请重写下面这篇关于造船的文字中从“厂长赵华美同志(河东邓那里人”到“(2)发动广大群众献工献料,讲明党的方针政策,照价付款。”的一段，首尾都包括在内，并把其中的“照明弹”替换为“信号弹”。

### 所给文本
>>>

崔家森

      1946年的4月,这个造船的任务,原由河南修防段担任,因河南当时的局势紧张,恐遭敌人的破坏影响造船,后于1946年的5月又转移到河北即原寿张县东南孙口,因孙口是南北的要冲,这里的防御条件又差,仅在此作了初步的计划,同年6月随转移至原寿张县第七区的毛河村后的大柳树林荫下安厂。

厂长赵华美同志(河东邓那里人),为方便造船的领导工作,办公室就设在村后船厂附近的砖垛篱笆,防御条件较好的一个茅房里,房内没有什么摆设,只有一个板铺,上面放着一个行李卷,墙上掛着一个水瓶和一个背包,他在屋里一边拿着旱烟袋吸烟,一边度步沉思。

时间在子夜,他不顾征途的疲劳,不畏敌机的轰炸,就迈开他那雄健的步伐走出去了,乘敌机撒在当空的照明弹,把厂址的一切看得一清二楚,他说:“敌机的这颗照明弹是专来为我们服务啊。”随行人哈哈大笑。

同夜就通知各村的党组织和领导干部召开了会议,赵华美同志讲了当前的形势、时间的急迫、造船的任务、要求等。他说:“因此我们今晚与会的同志,担子更重了,至于造船工作,你们的任务是:

(1)征集坚强能干的造船工人,和强有力的干部。做好工作,达到自愿。

(2)发动广大群众献工献料,讲明党的方针政策,照价付款。

    全场人员异口同声地响应,并表示坚决完成任务。

<<<

### 条目列表
>>>

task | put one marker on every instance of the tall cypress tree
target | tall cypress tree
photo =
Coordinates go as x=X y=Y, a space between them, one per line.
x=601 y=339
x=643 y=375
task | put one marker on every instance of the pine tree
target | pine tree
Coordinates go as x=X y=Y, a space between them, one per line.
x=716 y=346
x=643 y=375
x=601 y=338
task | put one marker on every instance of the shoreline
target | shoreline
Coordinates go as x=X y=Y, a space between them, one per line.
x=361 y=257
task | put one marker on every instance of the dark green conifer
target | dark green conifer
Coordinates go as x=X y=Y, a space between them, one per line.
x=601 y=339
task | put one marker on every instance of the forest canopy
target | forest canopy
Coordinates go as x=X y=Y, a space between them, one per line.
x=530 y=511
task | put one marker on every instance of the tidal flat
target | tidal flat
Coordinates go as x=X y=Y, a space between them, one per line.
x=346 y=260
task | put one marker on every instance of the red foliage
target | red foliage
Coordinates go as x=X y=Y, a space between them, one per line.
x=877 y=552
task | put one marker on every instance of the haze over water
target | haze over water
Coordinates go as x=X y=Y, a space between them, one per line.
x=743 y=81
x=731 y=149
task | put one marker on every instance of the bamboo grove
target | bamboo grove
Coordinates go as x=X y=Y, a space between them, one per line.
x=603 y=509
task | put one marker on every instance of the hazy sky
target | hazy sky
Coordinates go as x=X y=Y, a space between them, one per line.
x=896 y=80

<<<
>>>

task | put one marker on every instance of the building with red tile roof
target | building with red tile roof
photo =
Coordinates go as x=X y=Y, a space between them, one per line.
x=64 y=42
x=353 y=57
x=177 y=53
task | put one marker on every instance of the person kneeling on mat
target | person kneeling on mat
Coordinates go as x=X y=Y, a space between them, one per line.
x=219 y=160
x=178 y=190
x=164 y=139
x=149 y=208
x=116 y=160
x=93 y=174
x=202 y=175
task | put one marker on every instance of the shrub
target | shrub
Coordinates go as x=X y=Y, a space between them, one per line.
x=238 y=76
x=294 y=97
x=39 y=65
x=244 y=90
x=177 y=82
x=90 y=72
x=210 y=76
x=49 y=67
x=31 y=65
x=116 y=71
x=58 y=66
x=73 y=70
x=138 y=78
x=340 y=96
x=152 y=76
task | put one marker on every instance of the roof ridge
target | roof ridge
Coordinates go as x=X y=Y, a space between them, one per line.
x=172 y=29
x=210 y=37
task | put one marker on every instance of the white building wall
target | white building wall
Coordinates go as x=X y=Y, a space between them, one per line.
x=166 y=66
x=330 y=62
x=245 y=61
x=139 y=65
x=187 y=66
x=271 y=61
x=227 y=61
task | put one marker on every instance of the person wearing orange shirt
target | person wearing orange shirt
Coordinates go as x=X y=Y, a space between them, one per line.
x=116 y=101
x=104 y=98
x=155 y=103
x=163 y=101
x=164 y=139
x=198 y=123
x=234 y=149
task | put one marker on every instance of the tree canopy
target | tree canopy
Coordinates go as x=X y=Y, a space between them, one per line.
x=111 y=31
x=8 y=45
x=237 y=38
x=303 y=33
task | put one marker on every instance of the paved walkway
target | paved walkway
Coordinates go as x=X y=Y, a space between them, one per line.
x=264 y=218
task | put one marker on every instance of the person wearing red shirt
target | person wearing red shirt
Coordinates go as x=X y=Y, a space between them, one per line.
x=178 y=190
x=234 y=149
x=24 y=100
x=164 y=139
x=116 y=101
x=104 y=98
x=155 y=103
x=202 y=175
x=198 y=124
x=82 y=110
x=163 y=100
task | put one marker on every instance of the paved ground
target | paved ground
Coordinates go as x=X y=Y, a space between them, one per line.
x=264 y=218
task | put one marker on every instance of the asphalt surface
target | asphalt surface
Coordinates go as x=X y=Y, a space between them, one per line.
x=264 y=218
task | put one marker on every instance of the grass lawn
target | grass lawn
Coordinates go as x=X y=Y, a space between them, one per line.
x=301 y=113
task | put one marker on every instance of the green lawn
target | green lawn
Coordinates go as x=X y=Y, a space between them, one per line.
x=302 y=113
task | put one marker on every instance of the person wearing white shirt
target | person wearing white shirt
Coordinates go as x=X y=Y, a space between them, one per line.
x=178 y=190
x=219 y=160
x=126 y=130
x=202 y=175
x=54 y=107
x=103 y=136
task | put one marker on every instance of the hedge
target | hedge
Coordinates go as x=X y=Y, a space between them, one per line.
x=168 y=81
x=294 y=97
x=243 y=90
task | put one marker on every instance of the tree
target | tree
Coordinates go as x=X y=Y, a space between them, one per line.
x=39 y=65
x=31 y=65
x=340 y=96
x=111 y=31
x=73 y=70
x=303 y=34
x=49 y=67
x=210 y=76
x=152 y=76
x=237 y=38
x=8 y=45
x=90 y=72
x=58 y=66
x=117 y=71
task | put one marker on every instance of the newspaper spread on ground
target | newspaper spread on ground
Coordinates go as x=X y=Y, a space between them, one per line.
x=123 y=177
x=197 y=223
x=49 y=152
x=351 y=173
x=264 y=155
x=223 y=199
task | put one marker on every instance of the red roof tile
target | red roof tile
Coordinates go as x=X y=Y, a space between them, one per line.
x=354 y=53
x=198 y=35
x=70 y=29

<<<

### 任务结果
厂长赵华美同志(河东邓那里人),为方便造船的领导工作,办公室就设在村后船厂附近的砖垛篱笆,防御条件较好的一个茅房里,房内没有什么摆设,只有一个板铺,上面放着一个行李卷,墙上掛着一个水瓶和一个背包,他在屋里一边拿着旱烟袋吸烟,一边度步沉思。

时间在子夜,他不顾征途的疲劳,不畏敌机的轰炸,就迈开他那雄健的步伐走出去了,乘敌机撒在当空的信号弹,把厂址的一切看得一清二楚,他说:“敌机的这颗信号弹是专来为我们服务啊。”随行人哈哈大笑。

同夜就通知各村的党组织和领导干部召开了会议,赵华美同志讲了当前的形势、时间的急迫、造船的任务、要求等。他说:“因此我们今晚与会的同志,担子更重了,至于造船工作,你们的任务是:

(1)征集坚强能干的造船工人,和强有力的干部。做好工作,达到自愿。

(2)发动广大群众献工献料,讲明党的方针政策,照价付款。